Challenge 1: Report every line of the rows that contains the word "green". Matching is case-sensitive.

Start of Given passage

Is there anyting really entangled in Quantum Entanglement ?

Click For Summary

Discussion Overview

The discussion revolves around the nature of quantum entanglement, particularly questioning whether there is anything "really" entangled between particles and exploring interpretations of quantum mechanics, including the EPR argument and Bohmian interpretation. Participants examine the implications of entanglement, nonlocality, and the communication of information between entangled particles.

Discussion Character

  • Exploratory
  • Debate/contested
  • Technical explanation
  • Conceptual clarification

Main Points Raised

  • Some participants propose that the apparent connection between entangled particles is merely a consequence of physical laws, suggesting that nothing special occurs in entanglement beyond adherence to these rules.
  • Others argue that while nothing travels between entangled particles, the Bohmian interpretation (dBB) is described as nonlocal, raising questions about how this nonlocality can be reconciled with the absence of communication between particles.
  • One participant notes that if quantum entanglement results from local interactions, there may be no need for nonlocal communication, yet acknowledges the challenge of formulating a local realistic account of entanglement correlations.
  • Questions are raised about the implications of information transfer speed, with some asserting that any information must travel at or below the speed of light, while others express uncertainty about whether anything is indeed traveling between entangled entities.
  • Clarifications are made regarding the dBB interpretation, emphasizing that it is considered realistic and nonlocal, but that no information travels between entangled particles in the conventional sense.

Areas of Agreement / Disagreement

Participants express a range of views on the nature of entanglement and nonlocality, with no consensus reached on whether anything is truly "traveling" between entangled particles or how to interpret the implications of these phenomena. The discussion remains unresolved with multiple competing perspectives.

End of Given passage
Start of Task material

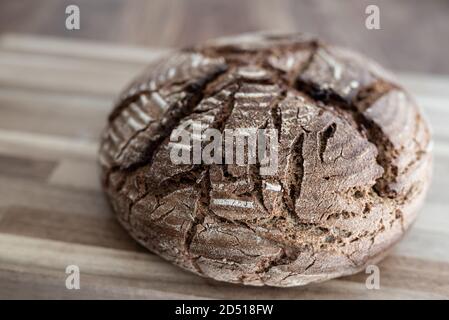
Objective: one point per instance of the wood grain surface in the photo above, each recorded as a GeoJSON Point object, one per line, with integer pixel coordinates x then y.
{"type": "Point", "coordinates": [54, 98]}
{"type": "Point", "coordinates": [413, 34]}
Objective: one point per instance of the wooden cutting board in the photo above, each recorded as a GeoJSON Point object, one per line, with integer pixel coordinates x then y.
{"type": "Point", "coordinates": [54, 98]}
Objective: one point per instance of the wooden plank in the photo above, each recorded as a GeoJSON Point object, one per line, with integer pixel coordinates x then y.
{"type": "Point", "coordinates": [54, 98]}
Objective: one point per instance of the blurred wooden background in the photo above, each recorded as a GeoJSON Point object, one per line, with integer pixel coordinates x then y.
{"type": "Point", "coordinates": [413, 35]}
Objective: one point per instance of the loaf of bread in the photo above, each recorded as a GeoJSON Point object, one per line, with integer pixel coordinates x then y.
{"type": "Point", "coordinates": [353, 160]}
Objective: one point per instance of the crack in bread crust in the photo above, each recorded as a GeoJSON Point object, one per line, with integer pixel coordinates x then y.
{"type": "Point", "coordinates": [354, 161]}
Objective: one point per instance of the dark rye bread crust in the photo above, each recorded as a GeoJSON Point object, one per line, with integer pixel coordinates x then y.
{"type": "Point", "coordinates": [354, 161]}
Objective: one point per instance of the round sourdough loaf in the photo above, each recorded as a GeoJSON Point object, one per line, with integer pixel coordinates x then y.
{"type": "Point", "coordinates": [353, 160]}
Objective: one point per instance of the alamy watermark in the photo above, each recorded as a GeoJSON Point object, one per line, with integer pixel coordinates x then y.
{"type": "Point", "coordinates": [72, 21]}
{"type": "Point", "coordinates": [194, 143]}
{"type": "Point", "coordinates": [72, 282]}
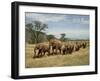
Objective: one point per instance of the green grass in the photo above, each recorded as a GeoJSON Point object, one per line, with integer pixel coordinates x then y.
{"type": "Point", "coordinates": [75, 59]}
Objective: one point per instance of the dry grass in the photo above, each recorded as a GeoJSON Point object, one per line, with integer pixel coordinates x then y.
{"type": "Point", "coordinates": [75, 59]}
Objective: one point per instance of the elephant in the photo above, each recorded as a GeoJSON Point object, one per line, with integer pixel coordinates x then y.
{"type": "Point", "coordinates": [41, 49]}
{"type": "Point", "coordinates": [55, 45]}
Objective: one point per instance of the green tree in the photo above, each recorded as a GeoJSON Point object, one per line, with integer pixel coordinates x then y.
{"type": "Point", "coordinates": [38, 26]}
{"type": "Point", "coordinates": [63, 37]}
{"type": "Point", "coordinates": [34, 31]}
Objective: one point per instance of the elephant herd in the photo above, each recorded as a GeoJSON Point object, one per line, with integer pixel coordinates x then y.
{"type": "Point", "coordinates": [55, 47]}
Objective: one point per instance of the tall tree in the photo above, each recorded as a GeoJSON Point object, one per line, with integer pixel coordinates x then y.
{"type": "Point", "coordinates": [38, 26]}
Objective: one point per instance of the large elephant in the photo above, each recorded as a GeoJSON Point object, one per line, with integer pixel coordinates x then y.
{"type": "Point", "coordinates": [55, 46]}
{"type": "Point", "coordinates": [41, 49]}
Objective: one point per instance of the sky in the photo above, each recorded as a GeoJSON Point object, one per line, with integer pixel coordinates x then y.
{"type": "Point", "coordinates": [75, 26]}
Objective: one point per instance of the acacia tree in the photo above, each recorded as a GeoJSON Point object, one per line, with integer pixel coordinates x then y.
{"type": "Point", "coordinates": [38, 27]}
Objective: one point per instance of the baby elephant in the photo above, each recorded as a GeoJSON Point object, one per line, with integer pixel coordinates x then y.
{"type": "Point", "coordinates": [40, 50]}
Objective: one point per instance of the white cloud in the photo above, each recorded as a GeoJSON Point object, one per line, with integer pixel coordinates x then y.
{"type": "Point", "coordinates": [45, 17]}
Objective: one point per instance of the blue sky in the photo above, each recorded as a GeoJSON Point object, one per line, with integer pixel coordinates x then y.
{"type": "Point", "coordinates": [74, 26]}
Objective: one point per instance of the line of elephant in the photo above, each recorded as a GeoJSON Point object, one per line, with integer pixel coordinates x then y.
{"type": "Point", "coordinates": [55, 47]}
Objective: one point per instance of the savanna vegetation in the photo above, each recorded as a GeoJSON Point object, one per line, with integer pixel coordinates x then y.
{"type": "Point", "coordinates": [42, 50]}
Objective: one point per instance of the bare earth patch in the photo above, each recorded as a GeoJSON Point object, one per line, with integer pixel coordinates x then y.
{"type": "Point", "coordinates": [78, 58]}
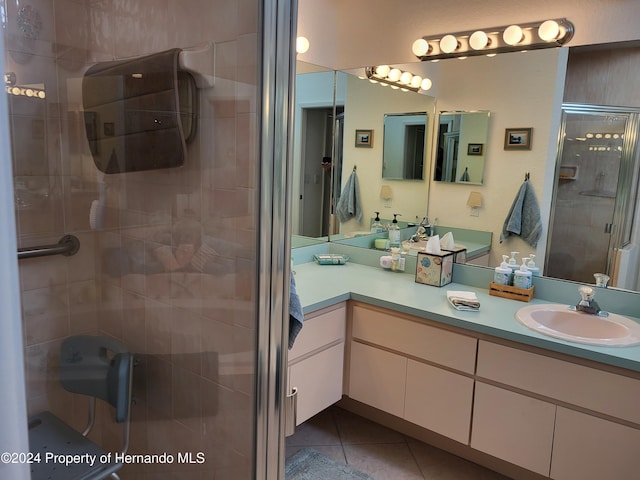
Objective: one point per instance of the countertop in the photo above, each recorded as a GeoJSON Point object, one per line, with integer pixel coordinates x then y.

End of Task material

Challenge 2: Summarize the entanglement discussion in two sentences.

Result 1:
Objective: one point per instance of the green grass in the photo above, each recorded as a GeoJSON Point object, one per line, with integer pixel coordinates x then y.
Objective: one point per instance of the green tree in the photo above, each recorded as a GeoJSON Point object, one per line, with integer pixel coordinates x then y.

Result 2: Participants question whether anything is really entangled between particles, drawing on interpretations of quantum mechanics such as the EPR argument and the Bohmian interpretation. They hold a range of views on nonlocality and on whether anything travels between entangled particles, and they reach no consensus.